* START THE INPUT *

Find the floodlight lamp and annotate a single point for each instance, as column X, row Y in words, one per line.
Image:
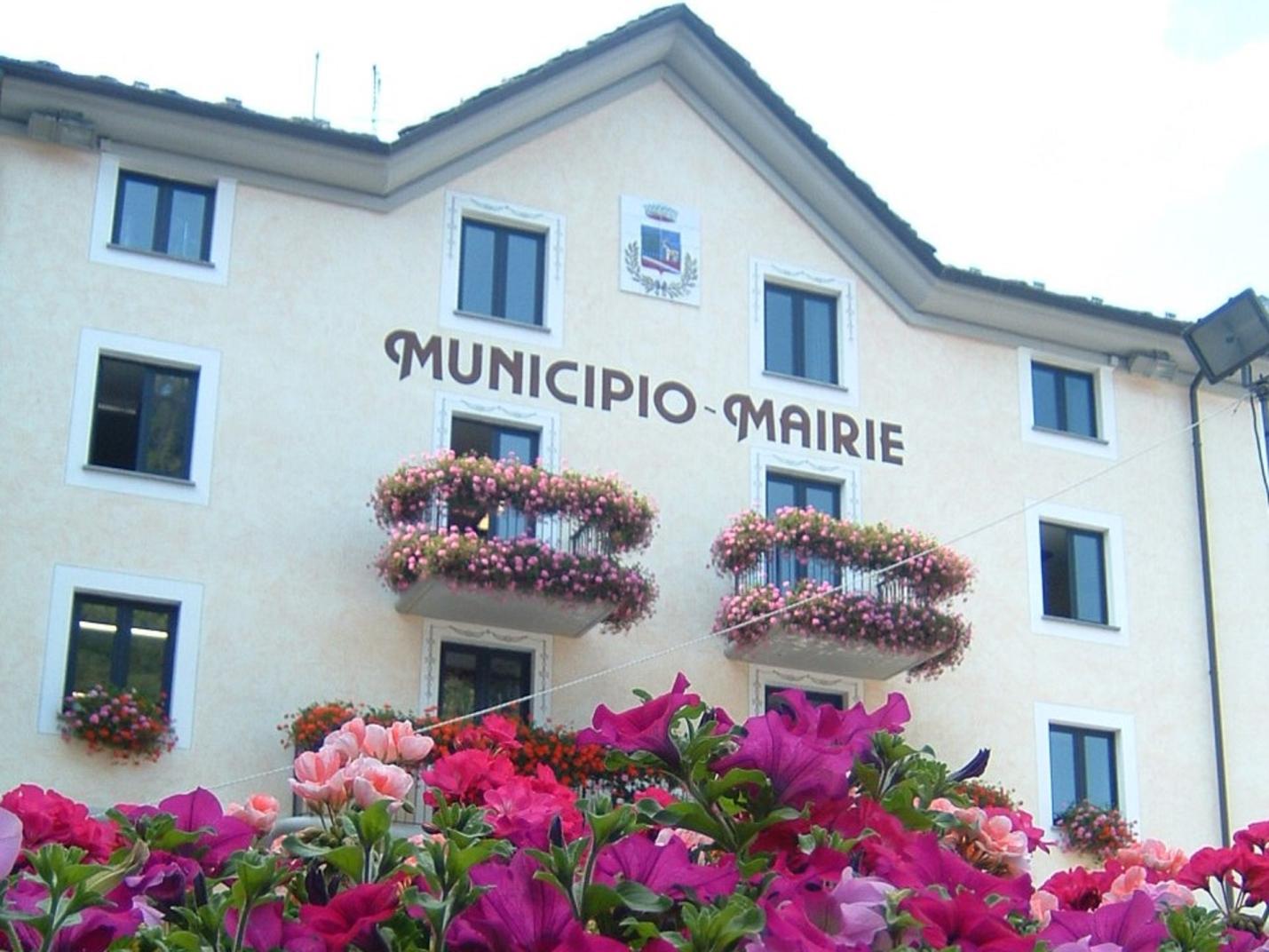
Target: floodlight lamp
column 1231, row 337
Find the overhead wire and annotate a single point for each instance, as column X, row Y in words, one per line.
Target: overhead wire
column 789, row 606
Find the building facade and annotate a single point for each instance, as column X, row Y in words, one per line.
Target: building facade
column 221, row 329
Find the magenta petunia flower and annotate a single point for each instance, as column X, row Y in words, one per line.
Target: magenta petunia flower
column 644, row 727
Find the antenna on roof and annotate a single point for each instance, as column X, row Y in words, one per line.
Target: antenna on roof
column 316, row 65
column 375, row 99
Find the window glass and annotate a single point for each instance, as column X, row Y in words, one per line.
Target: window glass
column 139, row 210
column 476, row 274
column 142, row 417
column 1061, row 756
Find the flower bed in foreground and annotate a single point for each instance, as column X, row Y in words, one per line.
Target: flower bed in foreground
column 806, row 829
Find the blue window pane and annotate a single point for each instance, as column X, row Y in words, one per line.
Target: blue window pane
column 819, row 345
column 780, row 330
column 476, row 282
column 1061, row 763
column 1044, row 396
column 1080, row 414
column 1098, row 769
column 1089, row 576
column 523, row 274
column 189, row 212
column 139, row 209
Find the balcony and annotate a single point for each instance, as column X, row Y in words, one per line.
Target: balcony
column 508, row 544
column 817, row 594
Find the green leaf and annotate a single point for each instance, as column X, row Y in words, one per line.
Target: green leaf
column 639, row 899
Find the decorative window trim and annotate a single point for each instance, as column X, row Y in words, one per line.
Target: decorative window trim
column 1115, row 630
column 460, row 206
column 215, row 271
column 496, row 411
column 67, row 582
column 1121, row 724
column 808, row 466
column 845, row 391
column 79, row 472
column 434, row 633
column 1104, row 447
column 760, row 678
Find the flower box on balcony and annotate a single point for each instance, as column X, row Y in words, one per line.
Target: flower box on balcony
column 437, row 598
column 824, row 654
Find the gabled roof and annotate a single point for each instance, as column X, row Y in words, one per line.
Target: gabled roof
column 670, row 44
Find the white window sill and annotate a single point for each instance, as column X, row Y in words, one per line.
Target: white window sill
column 806, row 381
column 502, row 321
column 139, row 473
column 160, row 256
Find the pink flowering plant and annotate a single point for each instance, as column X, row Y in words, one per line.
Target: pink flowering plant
column 1097, row 830
column 120, row 720
column 804, row 829
column 431, row 509
column 900, row 612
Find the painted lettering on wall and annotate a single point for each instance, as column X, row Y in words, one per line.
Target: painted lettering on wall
column 606, row 387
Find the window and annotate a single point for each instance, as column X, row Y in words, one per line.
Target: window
column 1076, row 573
column 500, row 274
column 784, row 490
column 1064, row 400
column 164, row 216
column 127, row 630
column 1082, row 767
column 1067, row 404
column 123, row 642
column 497, row 442
column 144, row 417
column 473, row 678
column 801, row 331
column 1074, row 569
column 503, row 266
column 171, row 218
column 142, row 409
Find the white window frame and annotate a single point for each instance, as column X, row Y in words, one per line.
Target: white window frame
column 762, row 677
column 460, row 206
column 70, row 580
column 215, row 271
column 1120, row 723
column 764, row 461
column 845, row 391
column 80, row 472
column 449, row 405
column 435, row 633
column 1104, row 446
column 1115, row 630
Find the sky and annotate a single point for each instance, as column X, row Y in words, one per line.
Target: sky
column 1114, row 150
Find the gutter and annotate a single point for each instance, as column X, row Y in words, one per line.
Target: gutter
column 1222, row 794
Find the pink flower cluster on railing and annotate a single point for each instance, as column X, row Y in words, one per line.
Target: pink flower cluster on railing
column 479, row 484
column 423, row 546
column 892, row 611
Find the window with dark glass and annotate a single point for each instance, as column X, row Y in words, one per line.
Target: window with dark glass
column 815, row 697
column 473, row 678
column 801, row 333
column 500, row 272
column 1083, row 767
column 164, row 216
column 1064, row 400
column 1073, row 564
column 122, row 642
column 142, row 416
column 497, row 442
column 783, row 491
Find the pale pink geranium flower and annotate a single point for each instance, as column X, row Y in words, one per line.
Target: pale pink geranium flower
column 375, row 781
column 259, row 812
column 320, row 778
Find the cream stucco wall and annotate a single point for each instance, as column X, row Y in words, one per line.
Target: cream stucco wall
column 311, row 413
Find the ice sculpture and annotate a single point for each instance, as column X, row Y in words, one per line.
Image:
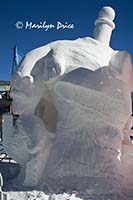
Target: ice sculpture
column 73, row 99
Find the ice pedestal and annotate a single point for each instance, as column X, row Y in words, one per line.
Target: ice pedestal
column 73, row 100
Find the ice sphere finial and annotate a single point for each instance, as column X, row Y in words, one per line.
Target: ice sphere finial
column 104, row 25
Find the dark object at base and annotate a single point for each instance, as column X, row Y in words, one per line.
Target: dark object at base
column 9, row 170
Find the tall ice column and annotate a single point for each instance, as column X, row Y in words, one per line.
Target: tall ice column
column 104, row 25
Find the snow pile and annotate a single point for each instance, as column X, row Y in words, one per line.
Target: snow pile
column 73, row 101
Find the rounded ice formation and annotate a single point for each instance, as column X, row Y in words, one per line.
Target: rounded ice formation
column 104, row 25
column 107, row 12
column 69, row 133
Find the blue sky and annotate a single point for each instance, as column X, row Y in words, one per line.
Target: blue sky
column 81, row 13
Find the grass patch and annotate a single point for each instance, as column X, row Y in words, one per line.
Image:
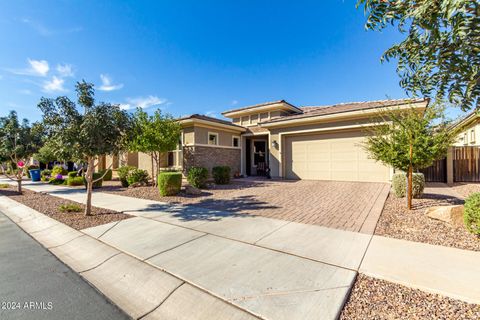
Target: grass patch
column 71, row 207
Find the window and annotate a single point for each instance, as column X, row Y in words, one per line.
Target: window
column 235, row 142
column 213, row 138
column 170, row 159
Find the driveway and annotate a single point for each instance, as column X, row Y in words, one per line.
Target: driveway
column 352, row 206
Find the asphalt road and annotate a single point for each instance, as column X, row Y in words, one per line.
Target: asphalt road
column 34, row 284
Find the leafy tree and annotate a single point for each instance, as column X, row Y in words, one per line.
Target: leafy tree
column 18, row 142
column 154, row 135
column 409, row 140
column 100, row 129
column 441, row 52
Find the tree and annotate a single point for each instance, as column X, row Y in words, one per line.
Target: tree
column 440, row 55
column 409, row 140
column 101, row 129
column 154, row 134
column 18, row 142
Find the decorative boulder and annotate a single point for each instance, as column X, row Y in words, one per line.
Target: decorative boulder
column 192, row 190
column 450, row 214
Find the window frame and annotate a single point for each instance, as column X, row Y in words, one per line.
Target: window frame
column 217, row 142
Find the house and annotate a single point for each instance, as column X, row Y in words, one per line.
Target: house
column 312, row 142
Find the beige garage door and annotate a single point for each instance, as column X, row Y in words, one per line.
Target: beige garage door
column 331, row 156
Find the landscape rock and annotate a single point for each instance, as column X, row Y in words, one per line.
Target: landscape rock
column 192, row 190
column 450, row 214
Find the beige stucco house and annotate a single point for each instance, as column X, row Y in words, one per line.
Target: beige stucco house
column 313, row 142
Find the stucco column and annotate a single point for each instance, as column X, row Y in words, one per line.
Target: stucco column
column 450, row 165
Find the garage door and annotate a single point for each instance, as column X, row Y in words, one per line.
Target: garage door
column 331, row 156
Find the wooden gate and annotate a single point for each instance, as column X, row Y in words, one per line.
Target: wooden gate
column 437, row 172
column 466, row 164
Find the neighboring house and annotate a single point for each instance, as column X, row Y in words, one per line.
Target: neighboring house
column 316, row 143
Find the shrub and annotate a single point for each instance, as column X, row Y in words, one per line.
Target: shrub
column 70, row 207
column 399, row 184
column 169, row 183
column 72, row 174
column 59, row 170
column 137, row 176
column 56, row 181
column 108, row 174
column 123, row 173
column 221, row 174
column 197, row 176
column 471, row 214
column 98, row 184
column 74, row 181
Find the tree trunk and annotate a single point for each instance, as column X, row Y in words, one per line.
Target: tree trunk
column 410, row 181
column 89, row 178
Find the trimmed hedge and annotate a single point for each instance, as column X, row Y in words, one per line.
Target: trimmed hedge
column 169, row 183
column 74, row 181
column 137, row 176
column 471, row 213
column 399, row 184
column 123, row 173
column 108, row 175
column 72, row 174
column 221, row 174
column 98, row 184
column 197, row 177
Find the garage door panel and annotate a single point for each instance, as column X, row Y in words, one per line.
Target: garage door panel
column 331, row 156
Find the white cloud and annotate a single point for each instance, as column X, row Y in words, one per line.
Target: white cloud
column 65, row 70
column 54, row 85
column 143, row 102
column 107, row 84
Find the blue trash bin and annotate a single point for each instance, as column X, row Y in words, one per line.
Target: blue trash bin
column 35, row 174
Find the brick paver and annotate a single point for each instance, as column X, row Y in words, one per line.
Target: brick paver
column 353, row 206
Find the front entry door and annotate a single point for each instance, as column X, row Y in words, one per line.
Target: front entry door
column 259, row 157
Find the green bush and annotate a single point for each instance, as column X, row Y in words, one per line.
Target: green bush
column 137, row 176
column 59, row 170
column 98, row 184
column 169, row 183
column 123, row 173
column 56, row 181
column 221, row 174
column 72, row 174
column 74, row 181
column 108, row 175
column 70, row 207
column 197, row 176
column 471, row 214
column 399, row 184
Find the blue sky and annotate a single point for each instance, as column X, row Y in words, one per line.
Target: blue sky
column 192, row 56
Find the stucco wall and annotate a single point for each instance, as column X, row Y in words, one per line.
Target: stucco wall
column 210, row 157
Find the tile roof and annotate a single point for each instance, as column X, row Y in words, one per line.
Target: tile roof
column 310, row 111
column 260, row 105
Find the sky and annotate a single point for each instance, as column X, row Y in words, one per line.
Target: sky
column 188, row 57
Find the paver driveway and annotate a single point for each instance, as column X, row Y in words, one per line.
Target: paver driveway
column 352, row 206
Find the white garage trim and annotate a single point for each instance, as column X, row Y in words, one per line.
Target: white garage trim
column 282, row 140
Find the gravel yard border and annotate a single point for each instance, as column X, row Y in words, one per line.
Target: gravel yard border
column 372, row 298
column 49, row 205
column 398, row 222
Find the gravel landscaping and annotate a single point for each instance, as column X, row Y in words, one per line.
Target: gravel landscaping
column 398, row 222
column 378, row 299
column 49, row 205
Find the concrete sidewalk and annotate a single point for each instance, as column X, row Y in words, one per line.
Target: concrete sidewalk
column 275, row 269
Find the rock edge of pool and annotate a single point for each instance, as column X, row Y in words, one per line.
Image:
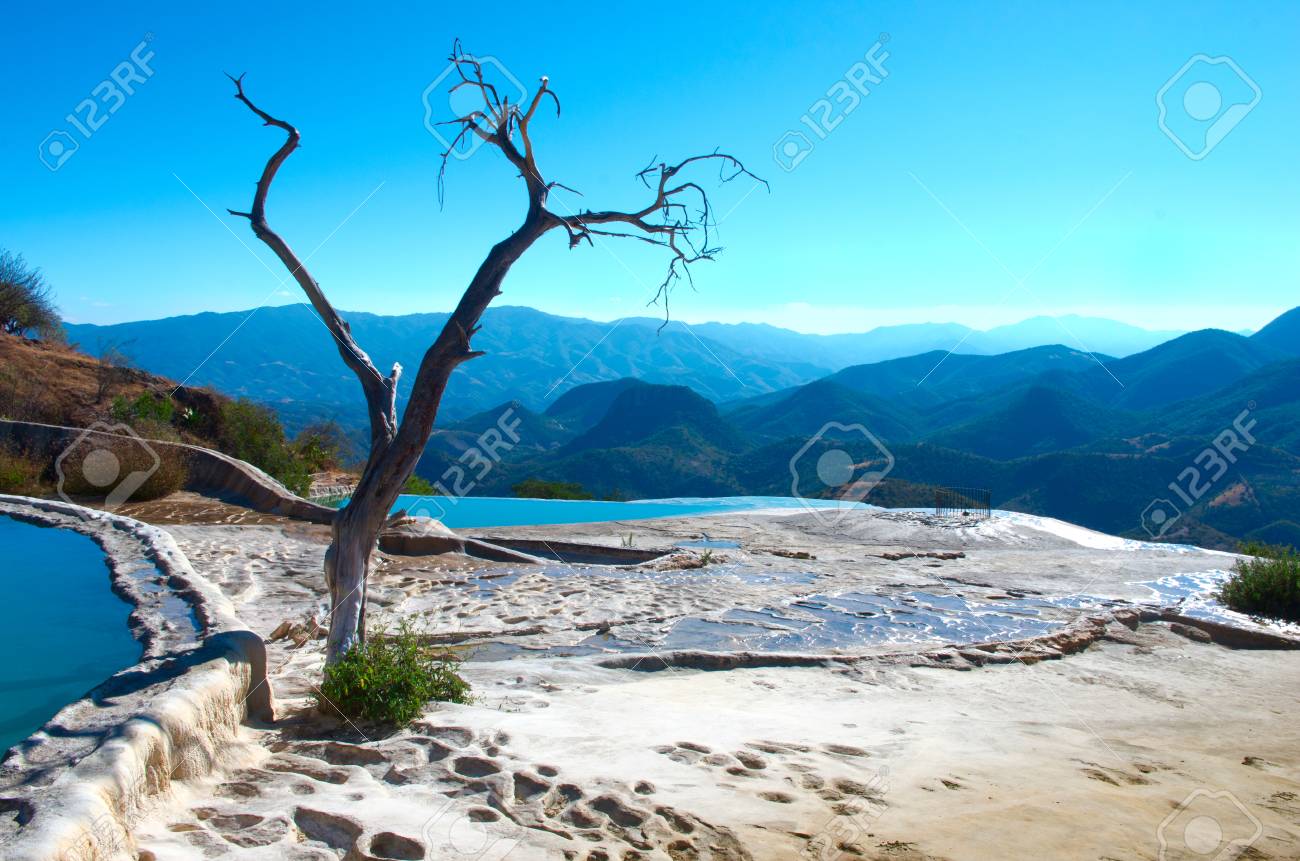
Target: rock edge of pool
column 599, row 730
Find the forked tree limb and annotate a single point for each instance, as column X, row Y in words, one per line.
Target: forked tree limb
column 380, row 390
column 679, row 217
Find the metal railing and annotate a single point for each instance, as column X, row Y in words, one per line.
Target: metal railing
column 967, row 502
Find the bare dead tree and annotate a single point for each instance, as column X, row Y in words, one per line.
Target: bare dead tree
column 26, row 299
column 677, row 217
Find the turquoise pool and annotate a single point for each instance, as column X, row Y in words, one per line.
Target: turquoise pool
column 63, row 631
column 508, row 511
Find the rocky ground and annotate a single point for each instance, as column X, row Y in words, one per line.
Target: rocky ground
column 593, row 738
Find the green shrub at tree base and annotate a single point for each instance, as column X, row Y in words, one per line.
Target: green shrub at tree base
column 251, row 432
column 1266, row 584
column 390, row 679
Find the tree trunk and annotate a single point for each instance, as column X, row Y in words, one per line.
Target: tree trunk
column 395, row 446
column 347, row 562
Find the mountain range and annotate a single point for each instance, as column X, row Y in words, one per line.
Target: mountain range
column 282, row 355
column 1047, row 429
column 633, row 411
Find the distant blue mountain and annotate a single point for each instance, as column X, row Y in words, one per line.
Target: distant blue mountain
column 285, row 357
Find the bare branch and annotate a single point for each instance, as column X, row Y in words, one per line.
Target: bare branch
column 380, row 392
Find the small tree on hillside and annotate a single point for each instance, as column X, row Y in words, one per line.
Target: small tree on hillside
column 26, row 299
column 676, row 217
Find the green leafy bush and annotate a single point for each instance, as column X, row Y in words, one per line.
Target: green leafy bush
column 320, row 446
column 420, row 487
column 251, row 432
column 390, row 678
column 540, row 489
column 20, row 472
column 146, row 407
column 1266, row 584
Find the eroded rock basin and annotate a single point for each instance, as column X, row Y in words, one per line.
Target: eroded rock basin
column 562, row 757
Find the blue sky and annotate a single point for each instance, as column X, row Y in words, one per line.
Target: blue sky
column 1009, row 139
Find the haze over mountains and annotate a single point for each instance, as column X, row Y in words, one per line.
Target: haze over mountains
column 716, row 410
column 1047, row 429
column 284, row 355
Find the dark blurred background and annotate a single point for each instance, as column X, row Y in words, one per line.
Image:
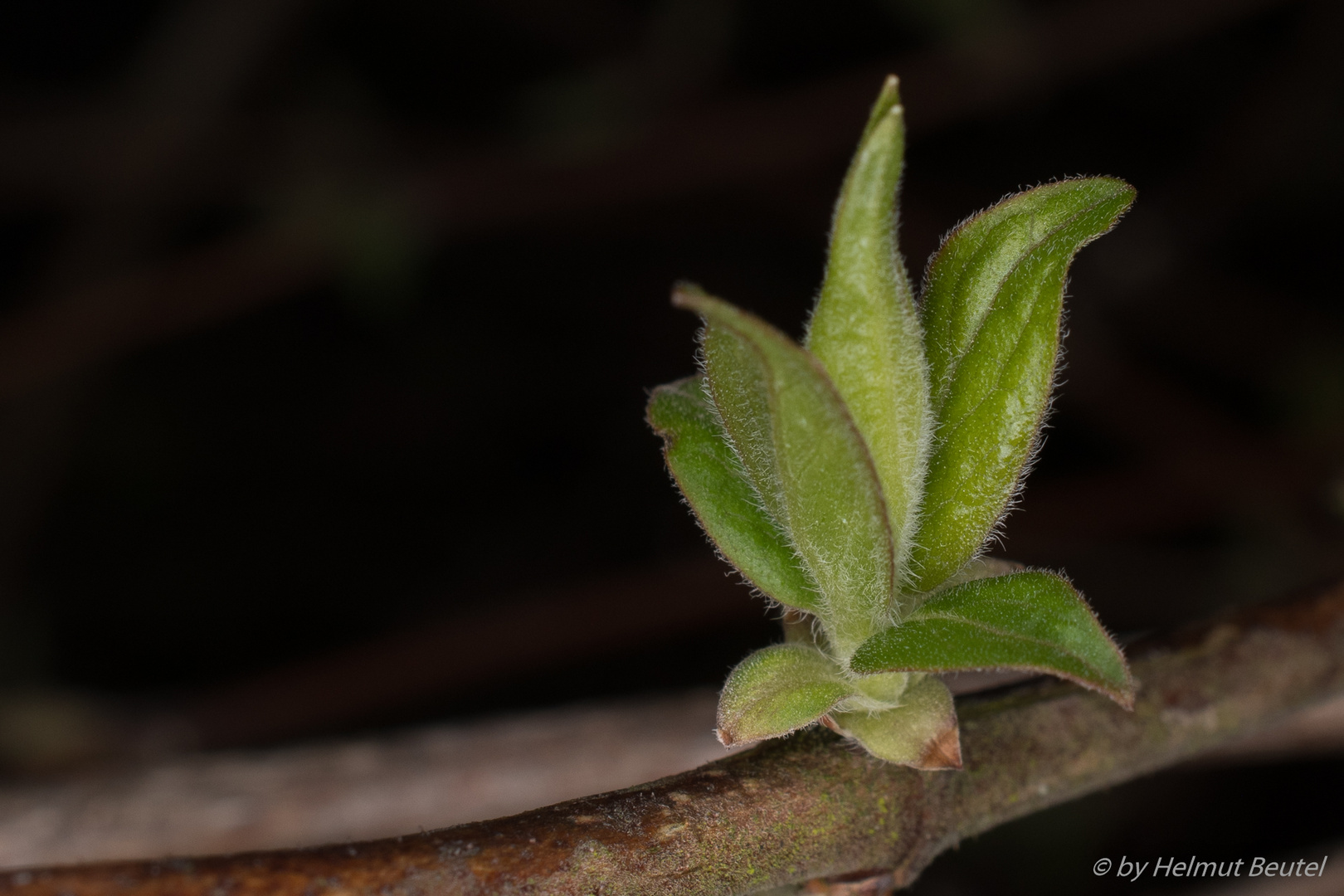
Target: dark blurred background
column 325, row 329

* END THE INPUT *

Rewrite the lines of the listing from the line with "Find the rounded" up to and including the line with "column 81, row 13", replacing "ice formation" with "ice mound" and leaving everything else unchanged.

TASK RESULT ->
Find the rounded ice mound and annotate a single point for each instance, as column X, row Y in words, one per line.
Target: rounded ice mound
column 104, row 25
column 107, row 12
column 69, row 133
Find the blue sky and annotate a single point for each instance, as column X, row Y in words, one per line.
Target: blue sky
column 81, row 13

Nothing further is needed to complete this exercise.